▸ **SELECTED EXTRACT**:
The two main weaknesses of our superannuation system are the proliferation of multiple member accounts and the defaulting of members into underperforming funds. These are both problems that have been highlighted by the Productivity Commission, and they need to be fixed in order to make the system more efficient and deliver improved retirement outcomes. Identifying underperforming funds is the focus of this article and is also the focus of APRA’s newly launched ‘Heatmap’. APRA’s methodology is broadly similar to ours and we comment later on what it could mean for our industry.
The problem of unintended multiple accounts could be solved relatively simply by changing how the default fund procedure works. People often drift into having multiple accounts because, when they start a new job, what happens to their new employer’s contributions is not the most important thing on their minds. Since they are unlikely to take positive action, the way to save them from inadvertently starting yet another account is to have the new contributions directed into their most recent active account.
This was the Productivity Commission’s ‘Default Once’ recommendation and the Royal Commission’s ‘Stapling’ recommendation and it makes absolute sense. Combined with a more streamlined process for consolidating existing accounts, such as integrating it with the TFN notification process, this would go a long way towards the ideal where most members carry just one default super fund with them throughout their working lifetime.
The second problem of defaulting members into underperforming funds is more complex and any solution is likely to be more contentious. The Productivity Commission’s favoured solution was to limit the funds to which members could be defaulted to the Top 10 so-called ‘Best in Show’. This approach, while superficially appealing, has many shortcomings.
One is that it is too restrictive on employers. We have run many corporate super tenders over the years where the successful fund was not in the top ten according to our ratings criteria. Our medium to large employer clients chose funds that were better suited to their particular needs – perhaps because they could replicate the existing insurance design or because their member services were regarded as superior.
Perhaps the biggest shortcoming of the Top 10 approach, assuming it would have a high weighting to investment performance, is that it would be inherently unstable. The performance differential between the 20 top-performing funds is quite small, so any list of the ten top-performing funds will be constantly changing. Table 1 shows the 10 top-performing Growth options (61 to 80% growth assets) for 10 years to 31 December 2018, 30 June 2019 and 30 September 2019. The highlighted funds are the only ones that appear in the top 10 over each period – there are only five!

▸ **ACTIONS TO TAKE**:
**a)** In the superannuation text, what name did the Royal Commission give its recommendation to direct new contributions into a member's most recent active account?
**b)** Reproduce the stretch of the superannuation text from "This was the" through "their working lifetime.".

Data listing
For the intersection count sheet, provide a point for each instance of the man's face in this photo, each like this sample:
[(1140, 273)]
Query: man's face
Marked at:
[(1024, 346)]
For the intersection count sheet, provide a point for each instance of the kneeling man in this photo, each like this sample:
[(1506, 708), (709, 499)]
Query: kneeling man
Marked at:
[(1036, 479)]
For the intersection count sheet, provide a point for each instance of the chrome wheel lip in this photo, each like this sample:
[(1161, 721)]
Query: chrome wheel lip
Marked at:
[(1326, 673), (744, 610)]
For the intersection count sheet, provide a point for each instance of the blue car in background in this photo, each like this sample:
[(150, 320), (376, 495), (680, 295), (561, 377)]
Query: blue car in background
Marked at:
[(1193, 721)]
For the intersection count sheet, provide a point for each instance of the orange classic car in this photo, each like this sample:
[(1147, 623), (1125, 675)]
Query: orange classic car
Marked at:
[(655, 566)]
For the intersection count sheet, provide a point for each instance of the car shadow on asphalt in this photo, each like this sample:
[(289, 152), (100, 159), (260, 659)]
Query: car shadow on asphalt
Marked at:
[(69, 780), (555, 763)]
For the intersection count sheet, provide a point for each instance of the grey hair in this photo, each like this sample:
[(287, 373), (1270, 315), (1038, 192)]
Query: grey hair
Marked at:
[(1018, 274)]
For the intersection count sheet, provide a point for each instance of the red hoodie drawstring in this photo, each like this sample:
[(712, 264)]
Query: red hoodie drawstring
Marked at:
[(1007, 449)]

▸ **EXERCISE RESULTS**:
**a)** The Royal Commission called it the "Stapling" recommendation.

**b)**
This was the Productivity Commission’s ‘Default Once’ recommendation and the Royal Commission’s ‘Stapling’ recommendation and it makes absolute sense. Combined with a more streamlined process for consolidating existing accounts, such as integrating it with the TFN notification process, this would go a long way towards the ideal where most members carry just one default super fund with them throughout their working lifetime.